§ BRIEF: Where a line of the entries holds the string "positive", copy that line.

[DATA RECORDS]

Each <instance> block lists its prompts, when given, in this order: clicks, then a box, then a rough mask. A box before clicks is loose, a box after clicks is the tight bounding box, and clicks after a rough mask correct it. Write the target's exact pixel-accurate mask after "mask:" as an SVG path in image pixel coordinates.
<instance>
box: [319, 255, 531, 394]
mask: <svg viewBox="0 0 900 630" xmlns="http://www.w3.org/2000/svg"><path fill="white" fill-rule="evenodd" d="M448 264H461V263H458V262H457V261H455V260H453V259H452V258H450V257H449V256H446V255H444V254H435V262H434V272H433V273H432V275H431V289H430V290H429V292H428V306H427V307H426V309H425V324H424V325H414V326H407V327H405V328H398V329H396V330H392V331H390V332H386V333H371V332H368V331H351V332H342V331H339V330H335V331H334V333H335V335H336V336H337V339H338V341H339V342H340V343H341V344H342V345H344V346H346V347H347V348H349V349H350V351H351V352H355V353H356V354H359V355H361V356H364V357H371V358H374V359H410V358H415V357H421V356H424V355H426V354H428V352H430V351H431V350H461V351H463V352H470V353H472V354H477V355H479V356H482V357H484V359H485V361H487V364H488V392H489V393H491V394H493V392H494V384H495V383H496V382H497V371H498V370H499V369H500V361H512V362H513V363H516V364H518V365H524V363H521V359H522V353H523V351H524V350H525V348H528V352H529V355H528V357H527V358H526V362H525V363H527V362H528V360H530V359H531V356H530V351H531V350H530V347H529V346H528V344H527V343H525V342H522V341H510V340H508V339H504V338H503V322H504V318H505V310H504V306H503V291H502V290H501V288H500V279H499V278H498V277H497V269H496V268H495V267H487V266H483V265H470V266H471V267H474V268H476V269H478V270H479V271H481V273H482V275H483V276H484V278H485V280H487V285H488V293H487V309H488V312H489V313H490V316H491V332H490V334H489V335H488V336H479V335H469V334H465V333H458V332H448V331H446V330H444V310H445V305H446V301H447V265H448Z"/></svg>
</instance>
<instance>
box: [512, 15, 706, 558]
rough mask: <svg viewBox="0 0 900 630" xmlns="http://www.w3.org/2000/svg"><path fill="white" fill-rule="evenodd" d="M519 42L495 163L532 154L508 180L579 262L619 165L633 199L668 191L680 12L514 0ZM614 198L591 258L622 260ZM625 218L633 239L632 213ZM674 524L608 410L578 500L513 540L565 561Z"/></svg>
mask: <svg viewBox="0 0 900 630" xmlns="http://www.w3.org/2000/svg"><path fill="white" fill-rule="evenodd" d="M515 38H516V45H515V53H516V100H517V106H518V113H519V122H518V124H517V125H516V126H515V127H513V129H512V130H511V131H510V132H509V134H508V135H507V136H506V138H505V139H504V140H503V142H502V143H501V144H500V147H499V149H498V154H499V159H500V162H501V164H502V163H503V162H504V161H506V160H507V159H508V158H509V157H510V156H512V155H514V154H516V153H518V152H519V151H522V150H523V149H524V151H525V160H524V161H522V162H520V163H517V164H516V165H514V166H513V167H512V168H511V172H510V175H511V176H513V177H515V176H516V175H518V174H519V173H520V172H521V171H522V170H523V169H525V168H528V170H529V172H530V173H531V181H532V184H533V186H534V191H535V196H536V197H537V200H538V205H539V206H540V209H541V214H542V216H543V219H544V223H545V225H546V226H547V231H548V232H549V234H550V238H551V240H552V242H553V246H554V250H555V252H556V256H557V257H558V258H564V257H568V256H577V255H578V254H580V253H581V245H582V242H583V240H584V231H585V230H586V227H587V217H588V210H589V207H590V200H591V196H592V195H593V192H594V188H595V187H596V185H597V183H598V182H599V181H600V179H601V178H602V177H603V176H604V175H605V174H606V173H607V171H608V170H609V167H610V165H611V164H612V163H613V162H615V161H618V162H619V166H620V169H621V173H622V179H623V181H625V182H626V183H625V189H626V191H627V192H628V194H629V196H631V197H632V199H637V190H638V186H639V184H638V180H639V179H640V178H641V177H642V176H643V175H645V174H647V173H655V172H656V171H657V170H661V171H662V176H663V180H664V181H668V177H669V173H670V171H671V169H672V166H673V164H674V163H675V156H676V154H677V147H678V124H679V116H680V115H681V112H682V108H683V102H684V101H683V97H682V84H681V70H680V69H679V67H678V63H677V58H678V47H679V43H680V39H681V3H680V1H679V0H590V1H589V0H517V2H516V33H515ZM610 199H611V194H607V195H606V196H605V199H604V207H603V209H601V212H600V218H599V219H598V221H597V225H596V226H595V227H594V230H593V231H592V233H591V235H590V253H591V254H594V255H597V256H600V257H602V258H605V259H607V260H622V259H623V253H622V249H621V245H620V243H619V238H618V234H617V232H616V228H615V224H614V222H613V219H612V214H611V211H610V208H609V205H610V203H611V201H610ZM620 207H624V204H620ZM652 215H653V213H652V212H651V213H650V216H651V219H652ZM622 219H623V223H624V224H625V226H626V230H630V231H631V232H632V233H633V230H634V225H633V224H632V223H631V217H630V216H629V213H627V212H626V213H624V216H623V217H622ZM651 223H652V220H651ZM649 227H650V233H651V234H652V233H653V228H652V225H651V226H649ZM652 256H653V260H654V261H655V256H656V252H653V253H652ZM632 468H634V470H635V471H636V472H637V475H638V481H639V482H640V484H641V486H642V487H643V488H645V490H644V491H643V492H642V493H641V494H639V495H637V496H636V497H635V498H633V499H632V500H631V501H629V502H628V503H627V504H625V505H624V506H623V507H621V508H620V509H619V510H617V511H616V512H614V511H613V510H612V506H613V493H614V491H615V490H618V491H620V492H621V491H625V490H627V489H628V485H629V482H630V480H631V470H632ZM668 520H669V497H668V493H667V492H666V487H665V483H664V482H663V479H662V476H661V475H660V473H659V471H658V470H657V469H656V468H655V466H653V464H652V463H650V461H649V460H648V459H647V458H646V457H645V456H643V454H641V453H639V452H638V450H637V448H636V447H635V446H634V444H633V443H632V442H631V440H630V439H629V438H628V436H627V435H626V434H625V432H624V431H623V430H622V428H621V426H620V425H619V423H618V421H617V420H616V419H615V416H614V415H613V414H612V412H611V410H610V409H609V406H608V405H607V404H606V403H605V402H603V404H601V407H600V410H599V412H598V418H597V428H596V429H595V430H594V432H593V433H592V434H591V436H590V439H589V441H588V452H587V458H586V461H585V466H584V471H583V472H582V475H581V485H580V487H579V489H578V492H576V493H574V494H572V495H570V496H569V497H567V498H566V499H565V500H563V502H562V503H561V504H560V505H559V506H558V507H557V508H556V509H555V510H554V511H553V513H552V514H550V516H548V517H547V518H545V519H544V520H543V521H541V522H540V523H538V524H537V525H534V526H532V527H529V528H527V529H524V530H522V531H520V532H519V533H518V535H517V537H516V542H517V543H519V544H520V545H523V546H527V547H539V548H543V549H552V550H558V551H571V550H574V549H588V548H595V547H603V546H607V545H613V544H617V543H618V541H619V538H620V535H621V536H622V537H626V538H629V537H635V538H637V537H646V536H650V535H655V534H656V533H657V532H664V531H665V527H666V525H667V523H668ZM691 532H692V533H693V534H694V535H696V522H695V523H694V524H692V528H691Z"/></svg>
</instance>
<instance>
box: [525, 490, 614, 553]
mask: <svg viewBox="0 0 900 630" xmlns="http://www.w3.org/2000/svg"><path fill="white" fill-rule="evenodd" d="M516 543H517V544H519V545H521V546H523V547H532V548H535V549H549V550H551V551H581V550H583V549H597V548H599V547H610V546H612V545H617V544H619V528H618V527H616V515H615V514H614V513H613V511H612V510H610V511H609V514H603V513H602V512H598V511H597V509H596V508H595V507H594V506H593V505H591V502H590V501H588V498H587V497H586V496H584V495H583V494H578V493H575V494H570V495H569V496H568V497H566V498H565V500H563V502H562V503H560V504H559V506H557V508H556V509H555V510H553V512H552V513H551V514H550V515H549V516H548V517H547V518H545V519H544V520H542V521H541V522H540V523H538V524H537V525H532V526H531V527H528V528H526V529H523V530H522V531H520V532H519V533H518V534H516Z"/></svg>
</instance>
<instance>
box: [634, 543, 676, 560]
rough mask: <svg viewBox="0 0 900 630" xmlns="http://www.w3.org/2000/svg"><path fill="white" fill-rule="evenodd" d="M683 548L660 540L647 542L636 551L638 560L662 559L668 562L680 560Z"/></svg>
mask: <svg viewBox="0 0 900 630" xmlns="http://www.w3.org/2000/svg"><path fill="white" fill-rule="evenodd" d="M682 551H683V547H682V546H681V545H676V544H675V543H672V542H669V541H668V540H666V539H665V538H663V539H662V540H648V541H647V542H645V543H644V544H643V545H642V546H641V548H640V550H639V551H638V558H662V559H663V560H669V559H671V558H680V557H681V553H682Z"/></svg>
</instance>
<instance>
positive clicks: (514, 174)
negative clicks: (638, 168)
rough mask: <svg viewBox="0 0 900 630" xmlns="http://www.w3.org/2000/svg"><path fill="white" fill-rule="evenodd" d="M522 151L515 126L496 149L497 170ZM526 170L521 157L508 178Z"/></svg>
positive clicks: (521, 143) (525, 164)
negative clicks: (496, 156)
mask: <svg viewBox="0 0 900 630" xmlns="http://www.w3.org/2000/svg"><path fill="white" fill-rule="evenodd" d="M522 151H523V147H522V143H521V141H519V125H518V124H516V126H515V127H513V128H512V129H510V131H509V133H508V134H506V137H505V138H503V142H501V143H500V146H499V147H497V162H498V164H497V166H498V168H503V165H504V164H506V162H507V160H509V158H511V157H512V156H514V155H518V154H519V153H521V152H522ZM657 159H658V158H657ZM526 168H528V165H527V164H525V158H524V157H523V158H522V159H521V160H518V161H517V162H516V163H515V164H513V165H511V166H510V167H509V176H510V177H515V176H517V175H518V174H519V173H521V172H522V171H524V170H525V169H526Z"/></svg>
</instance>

[/DATA RECORDS]

§ EXERCISE OUTPUT:
positive clicks: (514, 174)
positive clicks: (521, 143) (525, 164)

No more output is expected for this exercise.